[Texte cité]:
▶
Assia

Où est Assia ?

Je l’ai laissé il y 8 ans, en Syrie.

Assia avait 17 ans. Elle n’est pas venue de son plein gré. Elle n’a pas compris ce que cela signifiait changer de monde. Elle ne savait pas encore, le déchirement.

8 ans ont passé.

Une partie d’Assia est restée là-bas, figée dans ce moment de départ, plongée dans les souvenirs, l’avant, la nostalgie. Le rêve de repartir pour faire face au vide de l’après, à la tristesse d'un quotidien insipide, à l'injustice, aux remords qui rongent. 

La voilà entre deux mondes, troublée dans cet entre-deux.

Au pays, en Syrie, Assia faisait partie la minorité, de celles qui sont doublement oppressées.

Assia est une femme kurde.

Les kurdes n’ont pas les mêmes droits que les arabes, pas le droit à un passeport, beaucoup de familles ne peuvent pas aller à l’école. Moi j’ai eu de la chance, j’ai pu aller à l’école, j’ai même appris l’arabe, mon père était professeur. Il y a beaucoup de différences entre les kurdes et les arabes, les arabes ont droit à des bons supermarchés, à des voitures, à une vie meilleure. La guerre a commencé, moi je me demande pourquoi la guerre a commencé ? Il y a beaucoup de femmes kurdes qui font la guerre. Moi je suis ici maintenant, et c’est pareil, je suis de nouveau la minorité, c’est mieux car il n’y a pas la guerre, mais dans le permis, il n’y a rien qui a changé, et en Syrie au moins il y avait ma famille. Qu’est-ce que je fais là ? Je ne peux pas travailler, pas sortir, c’est difficile de montrer les choses qu’il y a dans le cœur. Le travail, le permis de séjour ce n’est pas facile, le racisme, je sais que ce n’est pas mon pays, j’aimerais être comme toutes les personnes qui sont là, les français, les portugais, l’Europe, pour nous c’est très difficile. On ne peut pas m’enlever le mal que j’ai dans le cœur, t’aimerais pouvoir visiter ta famille, tu ne peux pas, le permis F, ici ce ne sera jamais ton pays, tu n’es jamais tranquille, tous les jours tu réfléchis, comment tu voudrais finir ta vie comme ça ? Il y a quelque chose dans mon corps, dans mon cœur qui est cassé, qui m’empêche de faire des choses.
◀
[Liste des tâches]:
- a) D'après le texte sur Assia, à quel peuple Assia appartient-elle ?
- b) Recopiez fidèlement le passage du texte sur Assia qui débute aux mots « Assia avait 17 » et s'achève après « une femme kurde. ».
- c) Prolongez le texte sur Assia en reprenant juste après sa dernière phrase.

[Liste des lignes]:
▶
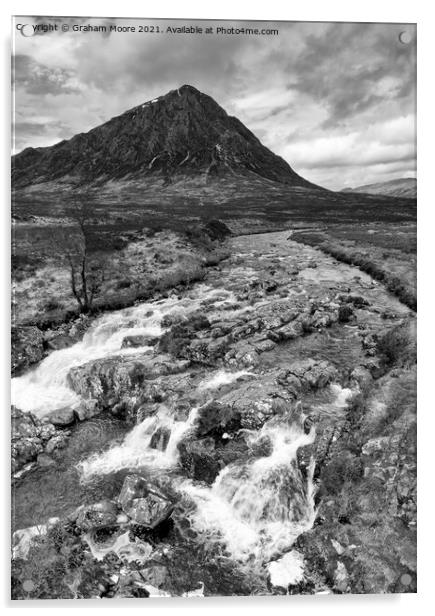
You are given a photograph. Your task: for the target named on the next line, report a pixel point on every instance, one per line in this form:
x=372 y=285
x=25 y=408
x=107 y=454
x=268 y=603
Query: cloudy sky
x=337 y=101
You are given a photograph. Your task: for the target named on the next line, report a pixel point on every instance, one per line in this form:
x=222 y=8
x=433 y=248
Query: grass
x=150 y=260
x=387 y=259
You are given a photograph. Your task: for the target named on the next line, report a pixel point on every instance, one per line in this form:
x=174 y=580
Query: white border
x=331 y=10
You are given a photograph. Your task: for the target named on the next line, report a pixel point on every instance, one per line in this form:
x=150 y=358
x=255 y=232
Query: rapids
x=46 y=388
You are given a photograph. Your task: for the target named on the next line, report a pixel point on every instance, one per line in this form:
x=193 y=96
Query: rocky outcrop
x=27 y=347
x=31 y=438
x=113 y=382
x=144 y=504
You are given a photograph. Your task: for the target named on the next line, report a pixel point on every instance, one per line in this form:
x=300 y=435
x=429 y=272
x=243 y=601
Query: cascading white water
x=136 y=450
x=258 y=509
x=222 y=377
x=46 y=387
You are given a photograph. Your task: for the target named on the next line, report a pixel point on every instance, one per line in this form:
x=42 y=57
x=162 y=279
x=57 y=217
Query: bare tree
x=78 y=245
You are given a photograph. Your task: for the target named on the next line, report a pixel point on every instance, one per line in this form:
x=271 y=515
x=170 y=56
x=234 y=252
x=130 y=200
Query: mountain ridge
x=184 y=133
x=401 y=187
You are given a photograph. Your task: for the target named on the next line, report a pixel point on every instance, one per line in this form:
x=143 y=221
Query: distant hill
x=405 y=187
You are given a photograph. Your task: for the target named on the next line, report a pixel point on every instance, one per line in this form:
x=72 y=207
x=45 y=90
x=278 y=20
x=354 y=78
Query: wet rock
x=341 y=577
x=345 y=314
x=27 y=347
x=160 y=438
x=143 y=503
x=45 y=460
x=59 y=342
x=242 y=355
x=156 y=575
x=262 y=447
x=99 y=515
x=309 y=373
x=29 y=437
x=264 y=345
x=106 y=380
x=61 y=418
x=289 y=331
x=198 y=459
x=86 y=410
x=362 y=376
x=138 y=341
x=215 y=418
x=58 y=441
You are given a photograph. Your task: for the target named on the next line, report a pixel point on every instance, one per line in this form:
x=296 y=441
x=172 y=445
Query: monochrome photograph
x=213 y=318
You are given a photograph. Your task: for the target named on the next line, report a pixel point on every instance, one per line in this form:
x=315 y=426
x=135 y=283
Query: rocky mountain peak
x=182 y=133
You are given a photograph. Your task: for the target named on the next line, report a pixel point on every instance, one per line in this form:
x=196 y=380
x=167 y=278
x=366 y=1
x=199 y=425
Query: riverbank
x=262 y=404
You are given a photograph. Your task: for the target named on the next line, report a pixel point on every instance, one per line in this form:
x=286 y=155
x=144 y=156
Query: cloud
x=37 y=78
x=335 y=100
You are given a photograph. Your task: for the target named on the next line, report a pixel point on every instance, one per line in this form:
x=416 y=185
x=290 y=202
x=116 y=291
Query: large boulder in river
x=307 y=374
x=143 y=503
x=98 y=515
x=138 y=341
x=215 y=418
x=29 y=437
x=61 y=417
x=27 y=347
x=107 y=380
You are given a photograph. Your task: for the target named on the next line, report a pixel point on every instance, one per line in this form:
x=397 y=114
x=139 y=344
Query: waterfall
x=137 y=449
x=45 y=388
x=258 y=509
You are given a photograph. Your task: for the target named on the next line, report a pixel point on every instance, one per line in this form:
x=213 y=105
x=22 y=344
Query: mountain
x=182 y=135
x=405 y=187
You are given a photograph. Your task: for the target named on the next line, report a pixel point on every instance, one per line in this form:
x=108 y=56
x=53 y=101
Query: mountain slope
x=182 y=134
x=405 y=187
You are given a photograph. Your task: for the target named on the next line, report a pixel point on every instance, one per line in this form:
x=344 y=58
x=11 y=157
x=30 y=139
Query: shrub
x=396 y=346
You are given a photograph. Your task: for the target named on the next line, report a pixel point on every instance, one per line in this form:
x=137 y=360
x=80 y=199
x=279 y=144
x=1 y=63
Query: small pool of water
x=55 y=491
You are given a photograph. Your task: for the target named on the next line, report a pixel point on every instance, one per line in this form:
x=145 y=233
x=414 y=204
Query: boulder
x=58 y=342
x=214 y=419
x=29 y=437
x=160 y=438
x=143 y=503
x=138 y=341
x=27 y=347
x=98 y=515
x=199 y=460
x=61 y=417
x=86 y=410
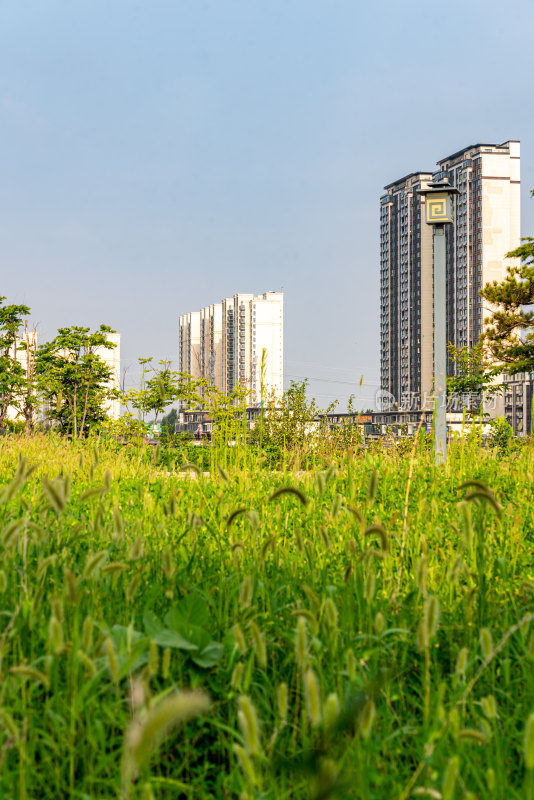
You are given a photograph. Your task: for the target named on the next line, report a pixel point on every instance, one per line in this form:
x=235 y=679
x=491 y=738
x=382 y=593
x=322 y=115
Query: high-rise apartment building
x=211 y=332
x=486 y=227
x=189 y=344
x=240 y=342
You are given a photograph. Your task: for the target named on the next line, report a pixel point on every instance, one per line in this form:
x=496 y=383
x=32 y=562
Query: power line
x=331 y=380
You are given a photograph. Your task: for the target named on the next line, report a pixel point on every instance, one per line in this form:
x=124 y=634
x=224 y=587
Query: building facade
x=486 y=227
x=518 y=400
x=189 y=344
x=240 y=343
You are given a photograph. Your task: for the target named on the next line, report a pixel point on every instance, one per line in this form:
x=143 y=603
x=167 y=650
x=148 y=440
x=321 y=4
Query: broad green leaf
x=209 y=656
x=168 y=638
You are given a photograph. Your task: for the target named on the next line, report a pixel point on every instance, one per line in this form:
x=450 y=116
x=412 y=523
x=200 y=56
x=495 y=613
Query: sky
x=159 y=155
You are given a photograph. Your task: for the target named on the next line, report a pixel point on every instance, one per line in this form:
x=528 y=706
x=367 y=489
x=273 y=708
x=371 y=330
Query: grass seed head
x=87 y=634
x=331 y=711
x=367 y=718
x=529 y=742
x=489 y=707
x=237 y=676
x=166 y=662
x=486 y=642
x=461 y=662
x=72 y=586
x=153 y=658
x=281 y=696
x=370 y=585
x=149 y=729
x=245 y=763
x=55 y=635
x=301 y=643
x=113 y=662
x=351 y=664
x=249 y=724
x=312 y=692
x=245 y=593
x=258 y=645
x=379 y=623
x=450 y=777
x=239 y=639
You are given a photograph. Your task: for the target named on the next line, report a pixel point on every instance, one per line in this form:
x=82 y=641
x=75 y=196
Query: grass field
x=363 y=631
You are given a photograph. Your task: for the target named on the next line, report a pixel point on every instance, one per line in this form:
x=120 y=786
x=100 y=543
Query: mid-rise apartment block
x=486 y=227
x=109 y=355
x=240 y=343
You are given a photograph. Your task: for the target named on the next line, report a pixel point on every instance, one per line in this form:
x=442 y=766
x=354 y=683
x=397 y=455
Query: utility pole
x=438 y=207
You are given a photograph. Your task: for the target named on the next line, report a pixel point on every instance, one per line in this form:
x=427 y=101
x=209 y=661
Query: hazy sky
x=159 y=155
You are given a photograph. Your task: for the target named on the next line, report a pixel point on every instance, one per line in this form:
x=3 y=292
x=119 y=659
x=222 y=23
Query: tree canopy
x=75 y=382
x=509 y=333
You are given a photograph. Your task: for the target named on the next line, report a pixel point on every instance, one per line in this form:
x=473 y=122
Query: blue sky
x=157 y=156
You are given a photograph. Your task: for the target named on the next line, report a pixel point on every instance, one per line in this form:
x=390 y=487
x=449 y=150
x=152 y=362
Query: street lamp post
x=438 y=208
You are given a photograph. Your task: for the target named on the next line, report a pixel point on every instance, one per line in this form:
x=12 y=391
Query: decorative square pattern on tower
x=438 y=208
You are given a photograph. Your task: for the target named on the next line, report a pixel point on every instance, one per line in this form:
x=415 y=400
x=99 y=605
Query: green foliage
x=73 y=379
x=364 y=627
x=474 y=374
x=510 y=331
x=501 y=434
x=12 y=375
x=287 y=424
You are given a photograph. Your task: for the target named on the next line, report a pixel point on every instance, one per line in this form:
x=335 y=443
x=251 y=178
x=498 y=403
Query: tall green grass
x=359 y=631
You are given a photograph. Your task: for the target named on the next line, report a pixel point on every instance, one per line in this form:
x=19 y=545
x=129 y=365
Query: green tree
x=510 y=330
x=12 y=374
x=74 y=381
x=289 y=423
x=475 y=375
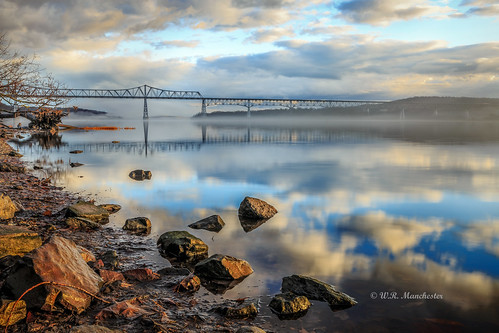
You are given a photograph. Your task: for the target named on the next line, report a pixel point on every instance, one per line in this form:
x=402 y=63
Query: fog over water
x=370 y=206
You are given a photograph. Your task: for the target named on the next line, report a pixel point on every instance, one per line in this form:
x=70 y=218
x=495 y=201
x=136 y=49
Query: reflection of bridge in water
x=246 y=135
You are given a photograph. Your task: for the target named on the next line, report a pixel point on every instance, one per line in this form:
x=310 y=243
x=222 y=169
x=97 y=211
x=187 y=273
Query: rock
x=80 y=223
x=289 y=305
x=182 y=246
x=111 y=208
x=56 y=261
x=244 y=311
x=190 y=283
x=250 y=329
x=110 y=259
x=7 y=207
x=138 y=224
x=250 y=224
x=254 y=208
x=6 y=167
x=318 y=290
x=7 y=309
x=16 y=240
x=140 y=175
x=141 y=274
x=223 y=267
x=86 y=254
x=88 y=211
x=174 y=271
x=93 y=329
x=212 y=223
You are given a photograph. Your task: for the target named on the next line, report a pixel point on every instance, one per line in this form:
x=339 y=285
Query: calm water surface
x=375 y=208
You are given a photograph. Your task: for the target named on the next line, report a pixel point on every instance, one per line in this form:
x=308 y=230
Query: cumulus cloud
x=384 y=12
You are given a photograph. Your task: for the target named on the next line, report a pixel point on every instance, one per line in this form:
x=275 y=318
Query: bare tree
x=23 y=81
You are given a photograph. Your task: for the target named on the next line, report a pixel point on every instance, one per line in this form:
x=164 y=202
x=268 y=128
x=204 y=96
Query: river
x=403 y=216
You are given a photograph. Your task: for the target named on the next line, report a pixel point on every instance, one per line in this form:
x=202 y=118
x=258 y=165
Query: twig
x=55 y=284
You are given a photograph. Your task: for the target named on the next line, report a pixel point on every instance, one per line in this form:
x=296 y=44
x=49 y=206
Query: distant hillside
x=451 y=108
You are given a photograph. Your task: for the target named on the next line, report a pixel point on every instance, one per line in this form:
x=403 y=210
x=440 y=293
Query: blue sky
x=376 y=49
◀
▶
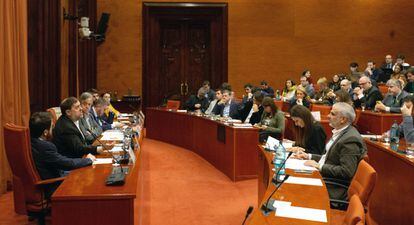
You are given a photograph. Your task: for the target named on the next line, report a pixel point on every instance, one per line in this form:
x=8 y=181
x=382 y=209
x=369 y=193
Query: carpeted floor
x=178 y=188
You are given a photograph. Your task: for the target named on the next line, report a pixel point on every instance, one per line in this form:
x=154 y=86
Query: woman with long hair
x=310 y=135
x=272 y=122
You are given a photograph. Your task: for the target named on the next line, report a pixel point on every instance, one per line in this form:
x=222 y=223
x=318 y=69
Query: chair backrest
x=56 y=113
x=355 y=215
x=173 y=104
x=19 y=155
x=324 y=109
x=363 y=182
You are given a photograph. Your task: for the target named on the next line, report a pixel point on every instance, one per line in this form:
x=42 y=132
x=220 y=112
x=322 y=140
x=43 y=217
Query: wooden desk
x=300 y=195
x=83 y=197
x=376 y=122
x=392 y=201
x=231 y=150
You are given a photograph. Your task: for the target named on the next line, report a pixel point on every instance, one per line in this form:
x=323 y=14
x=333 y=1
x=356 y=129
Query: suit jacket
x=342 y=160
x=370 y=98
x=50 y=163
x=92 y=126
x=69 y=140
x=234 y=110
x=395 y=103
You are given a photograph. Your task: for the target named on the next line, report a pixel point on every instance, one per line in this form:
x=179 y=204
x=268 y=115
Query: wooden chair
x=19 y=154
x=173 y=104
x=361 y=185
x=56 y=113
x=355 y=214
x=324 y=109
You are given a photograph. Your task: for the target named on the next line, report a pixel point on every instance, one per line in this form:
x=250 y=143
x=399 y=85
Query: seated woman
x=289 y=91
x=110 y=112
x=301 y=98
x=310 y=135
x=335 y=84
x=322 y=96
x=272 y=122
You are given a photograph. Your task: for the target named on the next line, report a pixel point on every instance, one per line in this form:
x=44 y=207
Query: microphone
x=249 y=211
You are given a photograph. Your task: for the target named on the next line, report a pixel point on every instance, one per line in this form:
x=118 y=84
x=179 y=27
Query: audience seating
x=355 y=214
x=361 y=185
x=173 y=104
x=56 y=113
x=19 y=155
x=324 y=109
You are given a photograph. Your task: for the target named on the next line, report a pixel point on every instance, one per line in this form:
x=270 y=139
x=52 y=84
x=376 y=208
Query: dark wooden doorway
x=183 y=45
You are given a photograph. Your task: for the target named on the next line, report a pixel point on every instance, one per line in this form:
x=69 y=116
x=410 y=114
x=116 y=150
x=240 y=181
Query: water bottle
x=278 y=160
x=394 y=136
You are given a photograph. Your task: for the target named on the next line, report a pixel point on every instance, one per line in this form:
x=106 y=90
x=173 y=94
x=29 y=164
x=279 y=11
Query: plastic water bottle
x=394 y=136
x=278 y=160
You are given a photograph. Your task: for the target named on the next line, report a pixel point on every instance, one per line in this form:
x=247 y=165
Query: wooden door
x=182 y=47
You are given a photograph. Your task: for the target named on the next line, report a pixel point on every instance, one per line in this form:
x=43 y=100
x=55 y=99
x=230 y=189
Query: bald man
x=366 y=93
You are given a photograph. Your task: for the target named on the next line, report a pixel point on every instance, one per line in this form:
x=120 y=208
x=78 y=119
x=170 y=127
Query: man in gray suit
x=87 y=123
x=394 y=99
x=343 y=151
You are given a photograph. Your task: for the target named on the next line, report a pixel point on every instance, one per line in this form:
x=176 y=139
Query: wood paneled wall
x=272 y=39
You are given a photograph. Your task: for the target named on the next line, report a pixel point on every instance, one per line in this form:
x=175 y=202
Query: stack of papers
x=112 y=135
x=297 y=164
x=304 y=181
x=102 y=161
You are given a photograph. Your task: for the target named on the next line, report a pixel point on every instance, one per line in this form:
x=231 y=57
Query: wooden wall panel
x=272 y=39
◀
[Réponses aux exercices]:
- a) Assia est une femme kurde.

- b)
Assia avait 17 ans. Elle n’est pas venue de son plein gré. Elle n’a pas compris ce que cela signifiait changer de monde. Elle ne savait pas encore, le déchirement.

8 ans ont passé.

Une partie d’Assia est restée là-bas, figée dans ce moment de départ, plongée dans les souvenirs, l’avant, la nostalgie. Le rêve de repartir pour faire face au vide de l’après, à la tristesse d'un quotidien insipide, à l'injustice, aux remords qui rongent. 

La voilà entre deux mondes, troublée dans cet entre-deux.

Au pays, en Syrie, Assia faisait partie la minorité, de celles qui sont doublement oppressées.

Assia est une femme kurde.

- c)
Rester ou partir ?

Le cœur dit partir. Le cœur appel à la famille, aux souvenirs, aux racines.

La tête dit rester. Assia est venue et a donné la vie à un garçon, il a 6 ans, il est scolarisé. Son fils aux doubles racines. Elle n’est pas la seule à décider, il y a le papa duquel elle est divorcée, elle ne peut pas partir.

C’était un mariage forcé, on a parlé pendant une semaine avec mon futur mari et après je suis venue en Suisse.

Jusque-là, Assia n’a pas décidé de venir, ni de rester.

Rester ou partir ?

Ses yeux se mouillent, le cœur palpite, Assia, restée figée il y a 8 ans est là, toute proche. Elle attend patiemment qu’on lui tende la main, qu’on la prenne avec elle, avec tout l’amour dont elle a besoin. Assia danse le courage. Elle est comme une chenille qui s’apprête à se métamorphoser. L’âme appelle, la vie émerge encore et encore, la mort transforme et ouvre un nouveau voyage. Mais les voyages peuvent faire peur, elle le sait, elle en a connu de ceux qui restent gravés de manière si brutale, fossilisés dans le corps et l’esprit.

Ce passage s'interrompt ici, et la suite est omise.